> _Your objective_:
Return, word for word, the stretch of the piece below on Wisconsin voters that begins with the words containing "The pandemic has" and ends with "2008 and 2012.".

Is it time for the rise of the popular veto?

“Politics is the art of looking for trouble, finding it whether it exists or not, diagnosing it incorrectly, and applying the wrong remedies.” -- Ernst Benn

How voters' opinions in battleground Wisconsin could determine presidential race

 


In a state President Donald Trump won by less than a point in 2016, socially distanced French toast and eggs at Frank's Diner in downtown Kenosha, Wisconsin, come with a slate of opinions revealing how a battleground state could well determine the presidential race.

There's the college student who says she's definitely going to vote for former Vice President Joe Biden, a mask-clad man who plans to vote for President Donald Trump a second time and a young first-time voter who says, plainly, "neither" on Trump or Biden because she plans to vote for a third party instead.

And for many, the politics are inseparable from the coronavirus pandemic.

The pandemic has pushed Americans to the highest unemployment rate since the Great Depression, drawn structural racism into plain sight with Black and brown people dying at higher rates, and heightened concerns over national debt as the government tries to plug holes in the economy with multi-trillion-dollar stimulus efforts.

In 2016, Trump took Kenosha County by a mere 238 votes -- flipping a county that voted for former President Barack Obama in both 2008 and 2012.

Swing counties like Kenosha propelled Trump to take Wisconsin by a razor-thin margin of just over 22,000 votes.

> _Input data_:
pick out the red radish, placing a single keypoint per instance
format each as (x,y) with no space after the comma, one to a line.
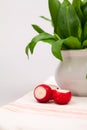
(42,93)
(54,88)
(62,96)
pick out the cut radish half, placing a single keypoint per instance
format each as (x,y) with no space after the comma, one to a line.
(42,93)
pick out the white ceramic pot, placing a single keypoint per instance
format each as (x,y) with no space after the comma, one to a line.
(72,72)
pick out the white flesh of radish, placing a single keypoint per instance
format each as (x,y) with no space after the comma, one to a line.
(40,92)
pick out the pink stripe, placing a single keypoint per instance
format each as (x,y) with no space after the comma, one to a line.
(26,108)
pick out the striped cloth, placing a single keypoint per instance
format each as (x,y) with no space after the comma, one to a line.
(27,114)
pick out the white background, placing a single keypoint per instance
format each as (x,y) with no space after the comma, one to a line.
(18,75)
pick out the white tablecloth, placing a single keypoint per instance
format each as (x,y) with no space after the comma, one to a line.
(27,114)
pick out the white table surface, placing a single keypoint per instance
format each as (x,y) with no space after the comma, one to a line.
(27,114)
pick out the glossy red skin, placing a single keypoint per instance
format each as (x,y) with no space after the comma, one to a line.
(62,98)
(48,93)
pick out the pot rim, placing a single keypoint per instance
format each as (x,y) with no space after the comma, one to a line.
(76,53)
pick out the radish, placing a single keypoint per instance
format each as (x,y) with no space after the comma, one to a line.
(43,93)
(62,96)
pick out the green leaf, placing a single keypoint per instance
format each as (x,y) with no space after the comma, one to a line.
(41,37)
(37,28)
(54,6)
(84,44)
(56,49)
(45,18)
(77,6)
(84,9)
(68,23)
(72,43)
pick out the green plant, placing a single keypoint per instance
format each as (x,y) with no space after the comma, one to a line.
(69,22)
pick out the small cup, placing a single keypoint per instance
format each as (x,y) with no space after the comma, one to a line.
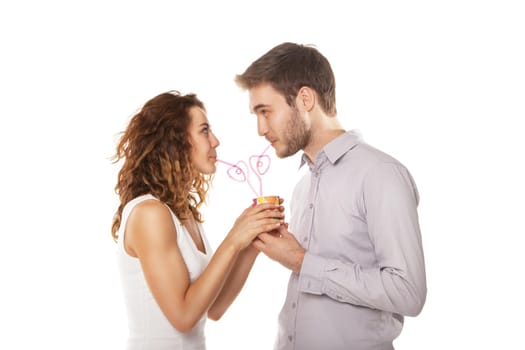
(267,199)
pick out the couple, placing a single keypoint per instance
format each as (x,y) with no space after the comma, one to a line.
(353,244)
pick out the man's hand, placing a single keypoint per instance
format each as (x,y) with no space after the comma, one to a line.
(280,245)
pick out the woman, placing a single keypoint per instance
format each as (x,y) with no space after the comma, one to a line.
(170,278)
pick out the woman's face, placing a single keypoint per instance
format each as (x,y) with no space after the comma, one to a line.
(203,142)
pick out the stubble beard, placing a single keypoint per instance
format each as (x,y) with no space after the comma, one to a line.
(296,135)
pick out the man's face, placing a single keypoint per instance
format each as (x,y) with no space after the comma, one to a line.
(283,126)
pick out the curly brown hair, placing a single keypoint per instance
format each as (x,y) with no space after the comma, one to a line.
(156,153)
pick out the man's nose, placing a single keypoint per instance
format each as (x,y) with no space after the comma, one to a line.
(262,126)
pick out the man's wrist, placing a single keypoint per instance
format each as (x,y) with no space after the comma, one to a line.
(297,266)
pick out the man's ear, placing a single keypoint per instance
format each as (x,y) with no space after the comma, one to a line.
(306,98)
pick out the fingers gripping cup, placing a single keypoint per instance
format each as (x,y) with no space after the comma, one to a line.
(267,199)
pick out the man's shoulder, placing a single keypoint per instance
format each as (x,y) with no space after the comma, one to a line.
(367,156)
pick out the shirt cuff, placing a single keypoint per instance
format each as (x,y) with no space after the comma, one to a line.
(312,274)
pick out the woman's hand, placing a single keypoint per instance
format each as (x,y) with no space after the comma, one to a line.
(254,220)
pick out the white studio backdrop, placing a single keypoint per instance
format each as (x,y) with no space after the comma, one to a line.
(438,85)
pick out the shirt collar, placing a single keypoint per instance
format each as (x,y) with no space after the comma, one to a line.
(336,148)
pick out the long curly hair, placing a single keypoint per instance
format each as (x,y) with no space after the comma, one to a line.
(157,158)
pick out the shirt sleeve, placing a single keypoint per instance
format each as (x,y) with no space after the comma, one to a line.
(397,283)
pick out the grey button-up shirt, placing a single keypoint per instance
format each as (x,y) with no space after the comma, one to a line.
(355,213)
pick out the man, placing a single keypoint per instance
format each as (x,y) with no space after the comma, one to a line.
(354,244)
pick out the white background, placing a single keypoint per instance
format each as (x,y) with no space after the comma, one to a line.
(439,85)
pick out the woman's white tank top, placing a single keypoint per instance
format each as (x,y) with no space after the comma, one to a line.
(148,327)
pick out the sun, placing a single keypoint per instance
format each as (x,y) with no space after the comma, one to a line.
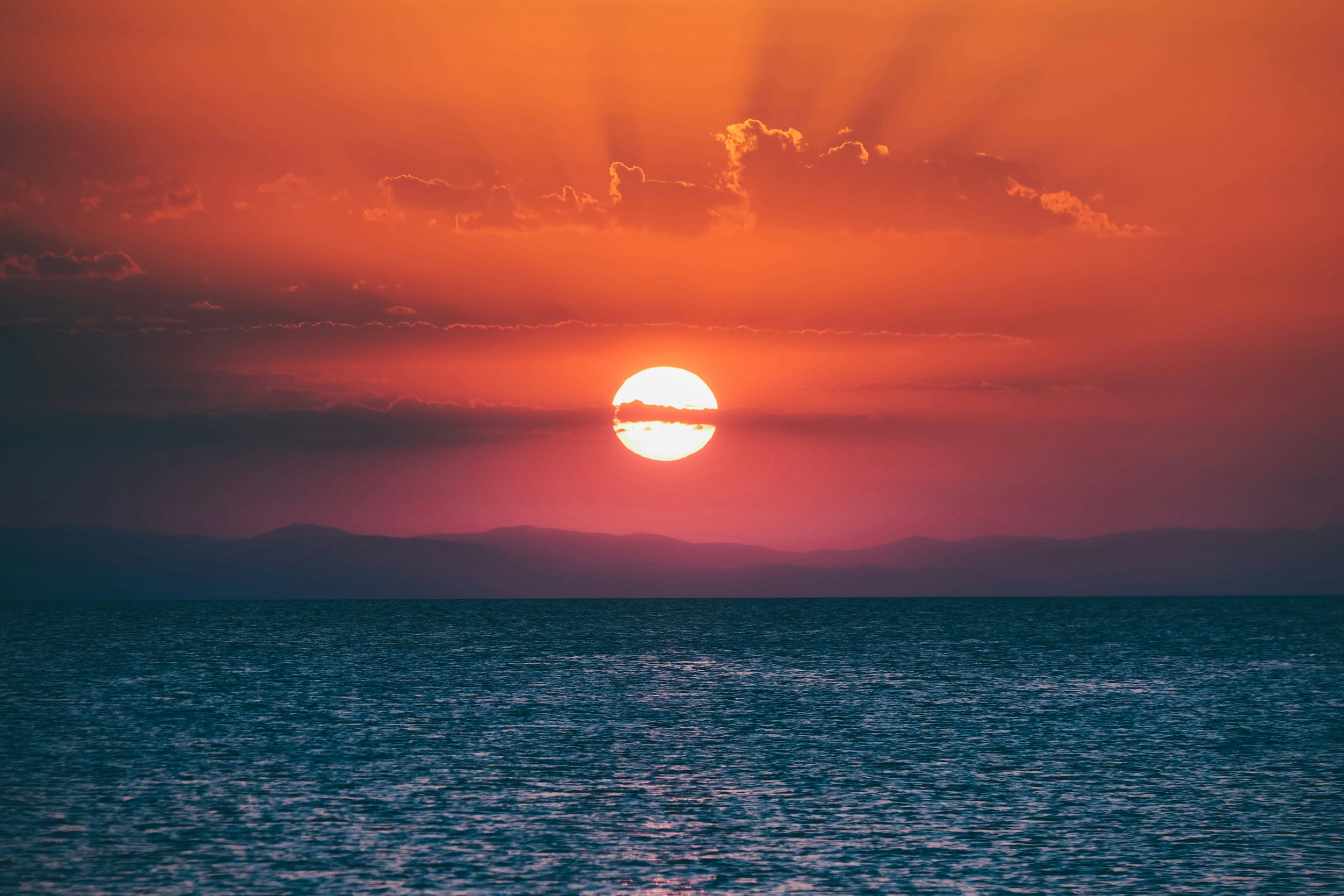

> _Response below_:
The pandemic has pushed Americans to the highest unemployment rate since the Great Depression, drawn structural racism into plain sight with Black and brown people dying at higher rates, and heightened concerns over national debt as the government tries to plug holes in the economy with multi-trillion-dollar stimulus efforts.

In 2016, Trump took Kenosha County by a mere 238 votes -- flipping a county that voted for former President Barack Obama in both 2008 and 2012.